Solo tiene dieciséis años y ha ganado cinco medallas de oro en las competiciones internacionales del zurkaneh, antigua lucha de remoto origen persa, impregnada de invocaciones religiosas. Jaber Sabri Abdulemir, de pobre familia, vive en Kadimiya, el populoso barrio chií a la orilla del Tigris, alrededor de la gran mezquita con sus dos cúpulas y sus cuatro minaretes dorados, lugar santo de abigarrados zocos.
Jaber había jugado al futbol, gran pasión del Iraq, había practicado el boxeo y la lucha libre. Hace cuatro años Wasim que regenta este humilde local de zurkaneh cerca del espléndido santuario de la devoción de los chiis, con una suerte de pista circular en la que también se postran para las oraciones, decorada con las imágenes de los imanes Ali y Hussein, con ajadas fotografías de antiguos campeones, fue su entrenador y empezó a enseñarle los rudimentos de este deporte secular.

_DATOS REGISTRADOS:_
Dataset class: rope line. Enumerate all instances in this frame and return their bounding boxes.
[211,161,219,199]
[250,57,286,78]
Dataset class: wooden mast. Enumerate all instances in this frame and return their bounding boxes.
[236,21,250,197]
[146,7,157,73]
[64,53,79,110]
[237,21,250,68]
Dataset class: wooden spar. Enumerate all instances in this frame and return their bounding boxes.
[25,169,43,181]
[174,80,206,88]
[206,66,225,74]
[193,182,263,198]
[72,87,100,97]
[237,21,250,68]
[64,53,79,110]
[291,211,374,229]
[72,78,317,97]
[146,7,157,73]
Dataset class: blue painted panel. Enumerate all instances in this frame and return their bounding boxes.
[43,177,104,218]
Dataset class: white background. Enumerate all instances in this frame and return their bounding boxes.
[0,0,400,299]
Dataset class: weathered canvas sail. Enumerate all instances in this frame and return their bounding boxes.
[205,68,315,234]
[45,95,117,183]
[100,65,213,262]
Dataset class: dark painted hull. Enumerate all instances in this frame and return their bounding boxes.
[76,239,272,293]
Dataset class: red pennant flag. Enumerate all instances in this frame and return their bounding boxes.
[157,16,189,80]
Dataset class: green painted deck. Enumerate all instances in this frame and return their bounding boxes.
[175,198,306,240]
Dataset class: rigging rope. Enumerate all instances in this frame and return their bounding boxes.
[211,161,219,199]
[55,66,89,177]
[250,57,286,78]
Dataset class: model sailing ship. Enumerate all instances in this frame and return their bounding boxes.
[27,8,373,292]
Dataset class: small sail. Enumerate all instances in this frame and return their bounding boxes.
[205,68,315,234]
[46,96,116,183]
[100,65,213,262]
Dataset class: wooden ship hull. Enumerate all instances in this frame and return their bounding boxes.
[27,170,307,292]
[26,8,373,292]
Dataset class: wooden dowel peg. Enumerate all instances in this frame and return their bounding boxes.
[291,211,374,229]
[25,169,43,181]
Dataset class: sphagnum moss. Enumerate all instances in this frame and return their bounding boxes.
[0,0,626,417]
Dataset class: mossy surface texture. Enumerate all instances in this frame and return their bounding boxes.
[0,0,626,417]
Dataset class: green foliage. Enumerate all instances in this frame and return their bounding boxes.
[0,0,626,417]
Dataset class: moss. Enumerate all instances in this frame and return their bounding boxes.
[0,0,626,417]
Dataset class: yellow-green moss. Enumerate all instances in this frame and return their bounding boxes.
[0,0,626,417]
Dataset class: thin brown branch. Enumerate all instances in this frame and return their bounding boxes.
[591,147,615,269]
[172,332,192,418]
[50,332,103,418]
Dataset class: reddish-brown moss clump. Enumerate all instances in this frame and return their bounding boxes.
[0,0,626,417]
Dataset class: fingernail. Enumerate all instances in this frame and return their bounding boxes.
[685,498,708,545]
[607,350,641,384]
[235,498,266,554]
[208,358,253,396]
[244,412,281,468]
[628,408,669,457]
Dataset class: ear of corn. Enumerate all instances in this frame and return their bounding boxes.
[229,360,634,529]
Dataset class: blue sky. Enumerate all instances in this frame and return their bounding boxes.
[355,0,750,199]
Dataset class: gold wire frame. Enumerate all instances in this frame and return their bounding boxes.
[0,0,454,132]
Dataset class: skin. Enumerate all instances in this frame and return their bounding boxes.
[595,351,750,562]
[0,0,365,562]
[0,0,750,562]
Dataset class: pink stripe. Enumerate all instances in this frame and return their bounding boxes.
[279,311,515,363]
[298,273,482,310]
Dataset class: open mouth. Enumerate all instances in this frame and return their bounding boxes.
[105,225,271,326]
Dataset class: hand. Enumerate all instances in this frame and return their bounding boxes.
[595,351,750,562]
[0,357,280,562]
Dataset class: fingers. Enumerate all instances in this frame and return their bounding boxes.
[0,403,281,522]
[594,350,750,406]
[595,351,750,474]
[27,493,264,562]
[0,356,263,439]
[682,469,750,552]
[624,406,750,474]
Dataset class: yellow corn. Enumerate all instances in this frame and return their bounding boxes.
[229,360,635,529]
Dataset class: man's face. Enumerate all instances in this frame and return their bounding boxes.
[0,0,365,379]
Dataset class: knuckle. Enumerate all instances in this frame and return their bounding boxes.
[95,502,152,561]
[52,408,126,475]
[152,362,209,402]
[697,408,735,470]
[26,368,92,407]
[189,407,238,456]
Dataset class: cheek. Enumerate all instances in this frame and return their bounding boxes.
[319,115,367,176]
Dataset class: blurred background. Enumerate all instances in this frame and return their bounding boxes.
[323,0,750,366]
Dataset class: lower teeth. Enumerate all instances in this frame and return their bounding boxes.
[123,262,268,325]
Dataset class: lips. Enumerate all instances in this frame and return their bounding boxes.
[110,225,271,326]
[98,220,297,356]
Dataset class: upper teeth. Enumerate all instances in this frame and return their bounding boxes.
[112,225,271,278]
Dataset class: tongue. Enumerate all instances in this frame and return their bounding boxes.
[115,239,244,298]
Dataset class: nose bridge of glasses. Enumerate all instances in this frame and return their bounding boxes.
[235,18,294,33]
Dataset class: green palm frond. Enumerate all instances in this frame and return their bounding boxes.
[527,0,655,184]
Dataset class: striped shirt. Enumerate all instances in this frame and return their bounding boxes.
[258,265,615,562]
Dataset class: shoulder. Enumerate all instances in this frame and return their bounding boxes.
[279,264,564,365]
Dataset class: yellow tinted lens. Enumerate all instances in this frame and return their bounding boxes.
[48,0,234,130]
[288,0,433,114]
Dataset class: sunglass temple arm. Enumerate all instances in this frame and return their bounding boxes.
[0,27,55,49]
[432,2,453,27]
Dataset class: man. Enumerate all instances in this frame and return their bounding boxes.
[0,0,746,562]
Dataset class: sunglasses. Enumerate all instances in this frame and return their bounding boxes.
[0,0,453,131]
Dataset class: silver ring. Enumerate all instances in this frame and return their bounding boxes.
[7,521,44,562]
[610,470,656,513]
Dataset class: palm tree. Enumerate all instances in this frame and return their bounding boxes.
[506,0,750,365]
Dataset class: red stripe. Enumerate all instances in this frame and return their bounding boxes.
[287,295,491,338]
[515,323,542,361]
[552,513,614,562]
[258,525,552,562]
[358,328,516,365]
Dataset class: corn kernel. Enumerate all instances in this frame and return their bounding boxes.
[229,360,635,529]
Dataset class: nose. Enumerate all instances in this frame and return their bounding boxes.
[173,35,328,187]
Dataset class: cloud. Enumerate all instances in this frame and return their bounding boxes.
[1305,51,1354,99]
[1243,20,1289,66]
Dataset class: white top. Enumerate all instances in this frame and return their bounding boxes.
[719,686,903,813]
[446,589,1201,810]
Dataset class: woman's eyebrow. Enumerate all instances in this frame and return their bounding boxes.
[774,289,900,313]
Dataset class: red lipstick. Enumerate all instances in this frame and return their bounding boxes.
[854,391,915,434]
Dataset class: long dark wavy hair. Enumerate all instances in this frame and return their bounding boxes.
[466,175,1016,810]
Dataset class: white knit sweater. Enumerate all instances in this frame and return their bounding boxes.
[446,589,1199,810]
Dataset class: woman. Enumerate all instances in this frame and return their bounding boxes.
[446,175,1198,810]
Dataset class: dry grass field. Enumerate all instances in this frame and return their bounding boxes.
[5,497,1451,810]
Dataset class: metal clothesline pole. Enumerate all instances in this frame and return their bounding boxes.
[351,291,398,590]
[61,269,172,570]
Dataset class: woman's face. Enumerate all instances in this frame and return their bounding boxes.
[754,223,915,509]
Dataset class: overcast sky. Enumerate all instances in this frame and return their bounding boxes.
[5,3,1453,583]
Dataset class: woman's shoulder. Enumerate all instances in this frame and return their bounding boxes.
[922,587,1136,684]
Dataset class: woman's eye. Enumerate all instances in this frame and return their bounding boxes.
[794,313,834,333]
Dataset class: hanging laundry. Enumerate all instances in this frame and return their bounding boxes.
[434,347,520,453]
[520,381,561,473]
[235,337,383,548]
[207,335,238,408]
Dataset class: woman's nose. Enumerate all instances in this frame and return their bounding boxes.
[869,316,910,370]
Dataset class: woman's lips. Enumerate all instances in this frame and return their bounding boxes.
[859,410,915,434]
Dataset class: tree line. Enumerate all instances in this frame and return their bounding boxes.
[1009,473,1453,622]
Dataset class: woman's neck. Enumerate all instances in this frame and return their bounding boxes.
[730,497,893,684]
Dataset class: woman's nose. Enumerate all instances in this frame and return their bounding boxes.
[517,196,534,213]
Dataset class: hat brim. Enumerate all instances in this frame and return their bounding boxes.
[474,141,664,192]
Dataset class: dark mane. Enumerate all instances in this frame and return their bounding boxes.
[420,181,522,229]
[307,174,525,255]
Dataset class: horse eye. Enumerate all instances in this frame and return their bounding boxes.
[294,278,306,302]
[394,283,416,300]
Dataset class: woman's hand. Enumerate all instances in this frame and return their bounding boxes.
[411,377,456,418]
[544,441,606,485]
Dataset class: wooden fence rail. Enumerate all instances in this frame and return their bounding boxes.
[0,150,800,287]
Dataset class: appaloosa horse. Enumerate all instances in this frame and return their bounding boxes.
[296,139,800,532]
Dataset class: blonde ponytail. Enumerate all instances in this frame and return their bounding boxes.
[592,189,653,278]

_DESCRIPCIÓN DE LA TAREA:_ ¿Cómo seguiría el texto sobre Jaber y el zurkaneh? Escribe su continuación a partir de la última frase.

_RESULTADO DEL EJERCICIO:_
Alrededor de la desvencijada sala, apoyados contra sus paredes, hay los elementos imprescindibles de este hermoso ejercicio de fuerza, como las grandes porras de madera o Miles, los escudos, los arcos de hierro o Kbada. Muchas veces en Teherán traté de presenciar, por la tarde, a esta lucha casi sagrada, de rígidas normas, que se inicia con el tañer de una campana, y de grandes timbales, y con las invocaciones al iman Ali para estimular y fortalecer a los atletas. Pero curiosamente y por azar, pude al fin asistir a una sesión de zurkaneh en Bagdad donde había estado prohibido por el régimen anterior durante décadas al ser una manifestación deportiva teñida de sentimientos religiosas chiíes.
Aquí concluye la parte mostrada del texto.